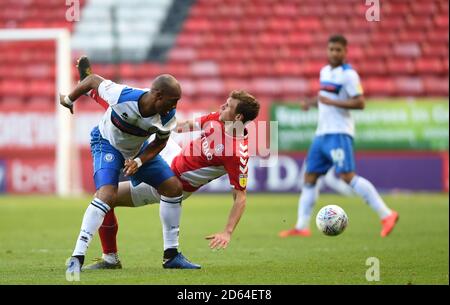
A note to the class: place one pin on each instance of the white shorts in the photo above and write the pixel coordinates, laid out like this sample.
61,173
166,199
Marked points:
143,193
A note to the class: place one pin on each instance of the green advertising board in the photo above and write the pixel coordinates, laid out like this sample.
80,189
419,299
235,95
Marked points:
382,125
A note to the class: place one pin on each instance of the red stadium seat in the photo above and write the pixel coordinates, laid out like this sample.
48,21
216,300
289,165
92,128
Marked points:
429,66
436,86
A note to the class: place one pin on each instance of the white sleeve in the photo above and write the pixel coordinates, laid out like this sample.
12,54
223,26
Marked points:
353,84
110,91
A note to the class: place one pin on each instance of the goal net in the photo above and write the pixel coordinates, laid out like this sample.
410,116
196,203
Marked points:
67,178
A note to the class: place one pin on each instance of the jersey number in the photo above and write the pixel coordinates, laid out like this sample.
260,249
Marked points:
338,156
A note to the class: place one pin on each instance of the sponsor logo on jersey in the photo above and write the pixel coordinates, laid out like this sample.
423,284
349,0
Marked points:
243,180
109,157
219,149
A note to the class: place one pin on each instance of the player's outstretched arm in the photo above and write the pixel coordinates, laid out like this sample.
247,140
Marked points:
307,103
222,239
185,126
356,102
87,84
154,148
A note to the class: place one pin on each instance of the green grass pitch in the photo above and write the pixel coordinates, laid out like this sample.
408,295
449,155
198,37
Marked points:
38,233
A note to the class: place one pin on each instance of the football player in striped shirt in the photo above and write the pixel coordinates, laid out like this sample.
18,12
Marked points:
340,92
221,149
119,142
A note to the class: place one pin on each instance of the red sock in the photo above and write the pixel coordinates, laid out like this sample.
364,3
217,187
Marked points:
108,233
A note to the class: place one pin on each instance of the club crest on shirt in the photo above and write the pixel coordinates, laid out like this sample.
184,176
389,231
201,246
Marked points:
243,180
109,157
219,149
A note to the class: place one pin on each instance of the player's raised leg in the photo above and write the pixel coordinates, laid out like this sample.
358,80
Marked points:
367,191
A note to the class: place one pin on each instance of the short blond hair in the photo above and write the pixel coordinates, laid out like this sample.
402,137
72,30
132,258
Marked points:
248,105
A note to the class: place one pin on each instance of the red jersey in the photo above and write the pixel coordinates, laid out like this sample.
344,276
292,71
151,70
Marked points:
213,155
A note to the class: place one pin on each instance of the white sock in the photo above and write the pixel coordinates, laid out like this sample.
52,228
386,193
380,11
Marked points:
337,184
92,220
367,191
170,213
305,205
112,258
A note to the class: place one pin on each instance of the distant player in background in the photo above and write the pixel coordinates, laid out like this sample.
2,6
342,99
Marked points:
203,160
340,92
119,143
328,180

--

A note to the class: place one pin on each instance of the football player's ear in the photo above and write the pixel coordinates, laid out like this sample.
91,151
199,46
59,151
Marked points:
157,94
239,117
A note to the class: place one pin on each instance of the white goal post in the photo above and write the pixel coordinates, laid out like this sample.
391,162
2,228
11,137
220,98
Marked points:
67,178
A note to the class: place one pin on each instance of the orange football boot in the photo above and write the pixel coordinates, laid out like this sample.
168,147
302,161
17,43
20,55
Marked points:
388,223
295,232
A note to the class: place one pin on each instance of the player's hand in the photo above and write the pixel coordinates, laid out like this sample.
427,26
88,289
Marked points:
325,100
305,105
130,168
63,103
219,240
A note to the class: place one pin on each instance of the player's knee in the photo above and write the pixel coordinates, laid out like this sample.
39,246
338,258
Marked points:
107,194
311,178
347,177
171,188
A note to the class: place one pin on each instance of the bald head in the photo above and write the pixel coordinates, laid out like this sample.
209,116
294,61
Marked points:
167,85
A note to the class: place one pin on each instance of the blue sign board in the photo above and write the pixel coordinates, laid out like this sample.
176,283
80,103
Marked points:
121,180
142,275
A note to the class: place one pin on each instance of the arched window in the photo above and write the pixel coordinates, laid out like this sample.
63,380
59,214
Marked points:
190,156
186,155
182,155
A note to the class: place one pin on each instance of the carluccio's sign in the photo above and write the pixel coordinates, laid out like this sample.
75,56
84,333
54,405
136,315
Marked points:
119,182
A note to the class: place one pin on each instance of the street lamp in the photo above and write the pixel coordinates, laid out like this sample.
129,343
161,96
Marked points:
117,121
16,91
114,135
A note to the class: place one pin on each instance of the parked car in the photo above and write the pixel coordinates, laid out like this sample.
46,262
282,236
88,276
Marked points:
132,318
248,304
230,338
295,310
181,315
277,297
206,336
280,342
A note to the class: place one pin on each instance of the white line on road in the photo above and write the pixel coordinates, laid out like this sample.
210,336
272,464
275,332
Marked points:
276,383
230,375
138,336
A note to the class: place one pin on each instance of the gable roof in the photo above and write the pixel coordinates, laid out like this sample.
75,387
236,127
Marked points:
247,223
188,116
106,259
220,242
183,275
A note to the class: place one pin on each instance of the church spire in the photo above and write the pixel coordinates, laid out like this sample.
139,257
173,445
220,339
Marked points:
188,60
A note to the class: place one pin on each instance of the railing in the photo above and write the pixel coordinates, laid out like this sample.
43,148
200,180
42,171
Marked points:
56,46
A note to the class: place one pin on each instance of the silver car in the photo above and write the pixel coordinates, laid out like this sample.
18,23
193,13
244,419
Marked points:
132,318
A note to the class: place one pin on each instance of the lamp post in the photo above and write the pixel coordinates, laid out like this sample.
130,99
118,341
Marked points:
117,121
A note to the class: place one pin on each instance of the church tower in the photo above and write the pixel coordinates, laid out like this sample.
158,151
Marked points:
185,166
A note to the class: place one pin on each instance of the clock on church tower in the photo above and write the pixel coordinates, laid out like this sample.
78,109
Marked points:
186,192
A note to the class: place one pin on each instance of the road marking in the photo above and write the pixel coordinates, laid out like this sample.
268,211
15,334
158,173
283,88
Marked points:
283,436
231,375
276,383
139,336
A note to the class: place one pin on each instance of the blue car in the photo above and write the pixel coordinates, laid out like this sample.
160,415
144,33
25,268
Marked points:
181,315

## Problem
Identify each line in the listing above that contains the word "football" and copy those lines.

## Answer to the exercise
A note to the class: place one pin on each instance of the football player in striped shirt in the photo above and write the pixel coordinates, laid out like this sample.
A note to the class: place one pin on each instance of the football player's ear in the photo above and write the pixel coordinates, laid out like this sample.
A note to the class: place one pin on each instance of the orange football boot in the photo above and write the pixel coordinates, laid out like this sample.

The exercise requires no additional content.